Point localization data ::
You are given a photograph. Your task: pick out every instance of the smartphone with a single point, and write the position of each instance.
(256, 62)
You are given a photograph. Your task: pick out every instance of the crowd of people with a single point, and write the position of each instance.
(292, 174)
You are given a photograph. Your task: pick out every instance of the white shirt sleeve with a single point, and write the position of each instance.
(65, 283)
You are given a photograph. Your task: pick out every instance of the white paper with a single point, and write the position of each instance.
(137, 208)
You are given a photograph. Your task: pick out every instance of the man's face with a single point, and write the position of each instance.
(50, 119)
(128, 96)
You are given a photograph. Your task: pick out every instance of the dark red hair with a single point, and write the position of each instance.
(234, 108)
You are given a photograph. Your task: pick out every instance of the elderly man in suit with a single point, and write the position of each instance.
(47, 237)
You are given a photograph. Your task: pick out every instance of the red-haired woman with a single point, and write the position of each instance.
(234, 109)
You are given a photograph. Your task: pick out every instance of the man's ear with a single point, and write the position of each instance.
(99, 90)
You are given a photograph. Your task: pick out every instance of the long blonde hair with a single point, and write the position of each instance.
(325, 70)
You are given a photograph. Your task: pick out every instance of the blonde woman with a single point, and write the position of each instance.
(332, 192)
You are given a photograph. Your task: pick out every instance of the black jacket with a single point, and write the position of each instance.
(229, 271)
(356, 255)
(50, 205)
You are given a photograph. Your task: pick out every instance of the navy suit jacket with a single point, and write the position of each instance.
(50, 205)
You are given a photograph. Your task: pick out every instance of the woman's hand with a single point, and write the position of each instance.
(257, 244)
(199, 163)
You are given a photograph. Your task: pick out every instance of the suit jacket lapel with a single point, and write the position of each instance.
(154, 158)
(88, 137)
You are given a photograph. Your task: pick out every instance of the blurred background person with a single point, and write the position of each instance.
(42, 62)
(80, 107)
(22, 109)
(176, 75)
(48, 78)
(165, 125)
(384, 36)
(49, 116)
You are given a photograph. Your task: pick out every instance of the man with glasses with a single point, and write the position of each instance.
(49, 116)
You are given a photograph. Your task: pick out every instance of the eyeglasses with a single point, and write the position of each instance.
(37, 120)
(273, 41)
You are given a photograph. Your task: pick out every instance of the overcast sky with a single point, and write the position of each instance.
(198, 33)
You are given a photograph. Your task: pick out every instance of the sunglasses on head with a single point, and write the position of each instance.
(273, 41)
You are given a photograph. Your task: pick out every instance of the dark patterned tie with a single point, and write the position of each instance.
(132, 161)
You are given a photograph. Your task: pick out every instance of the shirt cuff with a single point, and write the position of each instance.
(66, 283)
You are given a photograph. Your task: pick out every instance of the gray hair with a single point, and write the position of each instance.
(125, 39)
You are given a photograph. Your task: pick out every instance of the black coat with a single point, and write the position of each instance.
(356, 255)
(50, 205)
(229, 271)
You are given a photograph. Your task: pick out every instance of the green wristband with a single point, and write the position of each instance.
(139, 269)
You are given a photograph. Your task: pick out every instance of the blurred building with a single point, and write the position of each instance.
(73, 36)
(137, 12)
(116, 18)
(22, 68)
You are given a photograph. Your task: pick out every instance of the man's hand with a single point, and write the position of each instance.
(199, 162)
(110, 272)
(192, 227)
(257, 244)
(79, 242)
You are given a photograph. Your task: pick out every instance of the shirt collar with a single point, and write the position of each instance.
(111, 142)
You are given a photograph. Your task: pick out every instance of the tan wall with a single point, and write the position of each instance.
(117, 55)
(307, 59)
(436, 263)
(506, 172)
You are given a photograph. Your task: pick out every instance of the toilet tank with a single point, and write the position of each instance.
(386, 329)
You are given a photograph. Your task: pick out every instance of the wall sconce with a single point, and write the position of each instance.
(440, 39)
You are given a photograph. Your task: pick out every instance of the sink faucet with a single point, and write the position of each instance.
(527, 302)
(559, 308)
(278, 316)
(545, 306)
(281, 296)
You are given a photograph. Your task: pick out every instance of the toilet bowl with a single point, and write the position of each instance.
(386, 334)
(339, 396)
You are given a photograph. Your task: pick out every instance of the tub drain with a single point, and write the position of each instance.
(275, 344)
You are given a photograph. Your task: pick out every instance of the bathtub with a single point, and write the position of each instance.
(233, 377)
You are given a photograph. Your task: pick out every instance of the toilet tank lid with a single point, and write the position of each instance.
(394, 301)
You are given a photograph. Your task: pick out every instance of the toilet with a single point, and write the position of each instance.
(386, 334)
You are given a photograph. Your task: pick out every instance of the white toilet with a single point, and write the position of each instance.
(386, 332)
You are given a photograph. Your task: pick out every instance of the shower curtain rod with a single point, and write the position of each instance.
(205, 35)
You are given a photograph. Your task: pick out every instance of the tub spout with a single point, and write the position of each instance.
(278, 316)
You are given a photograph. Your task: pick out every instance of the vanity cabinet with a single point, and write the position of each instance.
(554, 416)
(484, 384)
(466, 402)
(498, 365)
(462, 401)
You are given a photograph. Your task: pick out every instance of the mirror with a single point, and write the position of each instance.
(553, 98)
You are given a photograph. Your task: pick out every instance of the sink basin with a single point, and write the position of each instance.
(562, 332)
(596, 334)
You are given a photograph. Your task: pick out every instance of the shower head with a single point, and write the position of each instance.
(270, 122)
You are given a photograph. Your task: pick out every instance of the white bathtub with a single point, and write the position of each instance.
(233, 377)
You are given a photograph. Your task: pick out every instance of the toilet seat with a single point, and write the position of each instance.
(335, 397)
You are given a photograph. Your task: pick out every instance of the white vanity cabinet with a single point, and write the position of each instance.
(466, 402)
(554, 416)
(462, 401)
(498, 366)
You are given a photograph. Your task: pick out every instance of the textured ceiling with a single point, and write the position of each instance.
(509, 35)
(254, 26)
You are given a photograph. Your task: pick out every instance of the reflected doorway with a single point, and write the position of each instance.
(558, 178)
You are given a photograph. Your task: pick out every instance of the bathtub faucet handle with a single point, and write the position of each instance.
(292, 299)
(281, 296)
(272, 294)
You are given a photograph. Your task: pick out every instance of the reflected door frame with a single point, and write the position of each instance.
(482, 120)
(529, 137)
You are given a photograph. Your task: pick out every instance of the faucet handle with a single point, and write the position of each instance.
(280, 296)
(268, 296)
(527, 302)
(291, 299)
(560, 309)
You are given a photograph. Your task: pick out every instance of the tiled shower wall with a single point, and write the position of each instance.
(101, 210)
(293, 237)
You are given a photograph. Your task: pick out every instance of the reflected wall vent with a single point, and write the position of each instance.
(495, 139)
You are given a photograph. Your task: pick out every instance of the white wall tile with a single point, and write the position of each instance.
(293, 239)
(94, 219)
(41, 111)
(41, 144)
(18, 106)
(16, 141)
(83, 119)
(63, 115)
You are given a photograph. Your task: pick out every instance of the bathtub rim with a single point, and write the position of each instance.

Exercise description ::
The goal is a faithful transcription of every entry above.

Answer box ::
You are given a photograph. Your task: pick out every instance of the smartphone with a single point, and write the position of each instance.
(256, 62)
You are given a photograph. Your task: pick out every instance of the crowd of people with a single point, and write the position of each instance.
(292, 174)
You are given a photograph. Your task: pick out every instance of the white shirt sleeve with a single point, and write the position of each instance.
(65, 283)
You are given a photograph. Your task: pick out every instance of the white paper with a single point, and write the position of each instance.
(137, 208)
You are given a photograph. Your task: pick out every instance of the man's face with a single point, and write the position of each instance.
(50, 119)
(128, 96)
You are given a photograph. Your task: pick out every instance of the dark red hair with a single point, and write the position of each instance.
(234, 108)
You are given a photograph. Your task: pick out every instance of the elderly man in suit with a single point, and write the position of each instance.
(47, 237)
You are given a photograph. Your task: pick out every instance of the red-haired woman with a single point, and write the position of each instance.
(234, 109)
You are given a photograph. Your task: pick out every instance of the man's ear with a single point, and write the position of each instance.
(99, 90)
You are given a photograph. Your task: pick out every instance of the long blonde hair with a single point, and write the position of each instance.
(325, 70)
You are given a photograph. Your task: pick out every instance of the blonde woman with a single point, and write the position of each instance.
(332, 192)
You are given a photograph. Your task: pick out every instance of the black jacket with a single point, and write the position of each instance.
(229, 271)
(356, 255)
(50, 205)
You are given a photograph. Your task: pick out every instance of the navy suit jacket with a single point, and write the position of each instance.
(50, 205)
You are given a photograph. Your task: pick out every instance of the woman's hand with a single point, and write the position of each instance.
(257, 244)
(199, 163)
You are given a photograph. Your task: pick out every instance of the suit jacket lapel with a single point, and write the position of each instance.
(154, 158)
(88, 137)
You are given a photograph. Your task: pick out every instance of the blurred background person with a single point, and write the position of each instance.
(42, 62)
(80, 107)
(22, 109)
(176, 75)
(48, 78)
(165, 125)
(384, 36)
(49, 116)
You are given a photograph. Your task: pick out every instance of the man with glasses with a single point, and write the position of each instance.
(49, 116)
You are given a photograph. Your task: pick out every instance of the eyeglasses with a single point, and write the position of each instance.
(37, 120)
(273, 41)
You are given a photograph. Your task: pick out every instance of the overcast sky with a single point, and write the position of each instance.
(198, 33)
You are given a photograph. Your task: pick out every instance of the sunglasses on head with a single point, and write the position of each instance.
(273, 41)
You are given a photograph. Your task: pick out every instance of the dark patterned tie with a single point, and write the position of each instance.
(132, 161)
You are given a photograph. Your task: pick out every instance of the shirt cuff with a single point, and write the position of each instance.
(66, 283)
You are given a photograph. Your task: pick out every instance of the gray hair with a single point, and write the position of each instance.
(125, 39)
You are given a photograph. Your task: pick out every instance of the black coat with a single point, and write the position of each instance.
(356, 255)
(50, 205)
(229, 271)
You are given a photograph. Your task: pick out every instance of the green wristband with a single point, and write the position of each instance.
(139, 269)
You are given a photograph. Your task: pick out every instance of the blurred building with a single point, and write the position of each instance.
(73, 36)
(137, 12)
(116, 18)
(22, 68)
You are given a photograph. Your task: pick out every instance of the man's hand with a single point, and write the position of each instance.
(199, 162)
(110, 272)
(192, 227)
(257, 244)
(79, 242)
You are given a photograph. Your task: pick out every instance of the shirt collar with a single point, and write the position of each instance.
(111, 142)
You are given a photograph. Your task: pick out every instance of the tan wall with a single point, and write the position of each instance.
(117, 55)
(307, 59)
(436, 263)
(506, 172)
You are given a photograph. Your task: pick out every instance of the toilet tank with a single point, and write the position of each instance.
(386, 329)
You are given a photograph. Your task: pick out every instance of the wall sconce with a single point, and write the position of each instance.
(440, 39)
You are given a photograph. Your task: pick out every instance of the sink faucet with a single point, and write the position of each instance.
(527, 302)
(559, 308)
(278, 316)
(545, 306)
(281, 296)
You are given a photograph. Your task: pick out every instance of the toilet bowl with a single point, and write the position of each instance.
(386, 334)
(339, 396)
You are given a photograph. Your task: pick out every instance of the tub drain with a single point, and write the position of each instance.
(275, 344)
You are given a photograph. Your task: pick out every instance of the bathtub with a single point, and write the position of each instance.
(233, 377)
You are given a photograph. Your task: pick out every instance of the toilet tank lid with a single point, and write the position of each instance.
(394, 301)
You are given a photograph. Your task: pick out every instance of the toilet with a single point, and write the position of each instance.
(386, 334)
You are given a photograph. Your task: pick out every instance of the white toilet with a single point, and write the position of each instance.
(386, 332)
You are given a photograph. Your task: pick out every instance of the shower curtain rod with a single point, and write the position of each instance.
(205, 35)
You are given a photograph. Your task: pick out every instance of the tub spout with a single point, and write the position of each instance.
(278, 316)
You are given a photograph. Your task: pick out every instance of the vanity cabinet with a single point, and write the position of each instance.
(554, 416)
(484, 384)
(466, 402)
(498, 365)
(462, 401)
You are given a photograph. Your task: pick out every instance of the mirror with a single point, and write the position of each instance.
(553, 98)
You are given a photograph. Your task: pick out every instance of the sink basin with a single point, and write the position of each instance.
(562, 332)
(596, 334)
You are given a photograph. Your task: pick out every instance of the shower head with a single point, and write the position of each instance.
(270, 122)
You are given a photograph. Your task: pick out every instance of the white bathtub with a single point, and write the position of each instance.
(233, 377)
You are given a photograph. Your task: pick out every instance of the toilet seat with a single point, and write the position of each instance.
(335, 397)
You are given a photograph. Your task: pick out every instance of the white vanity cabinet with a single point, and write the position of each instance.
(466, 402)
(554, 416)
(462, 401)
(498, 366)
You are given a photograph. Your task: pick out every instance of the textured ceiling with a single point, and write the position of each instance.
(509, 35)
(254, 26)
You are given a photograph. Your task: pick out every instance of the reflected doorway with a single point, and write the position of each instance.
(558, 178)
You are given a photograph. Your task: pick out every instance of the bathtub faucet handle with a single point, and write the position of each instance.
(292, 299)
(281, 296)
(272, 294)
You are given a photograph. Your task: pick out every instance of the reflected door frame with a single point, and write the position of each instance.
(482, 120)
(529, 137)
You are given a photograph. Your task: pick out every instance of the faucet handle with a single point, and write the position of each instance.
(280, 296)
(268, 296)
(527, 302)
(291, 299)
(560, 309)
You are given a photograph. Your task: pick out every instance of the tiled shower wall with a single point, and write the position of each instance.
(101, 210)
(293, 237)
You are given a photograph. Your task: pick out every instance of the reflected wall vent with a single point, and write the position of each instance.
(495, 139)
You are given a photograph. Your task: pick out every instance of the white wall tile with a single point, and write the position of each instance.
(293, 239)
(94, 219)
(41, 111)
(41, 144)
(18, 106)
(16, 141)
(83, 119)
(63, 115)
You are given a photograph. Your task: pick out every instance of the bathtub rim with a single point, and write the position of each instance.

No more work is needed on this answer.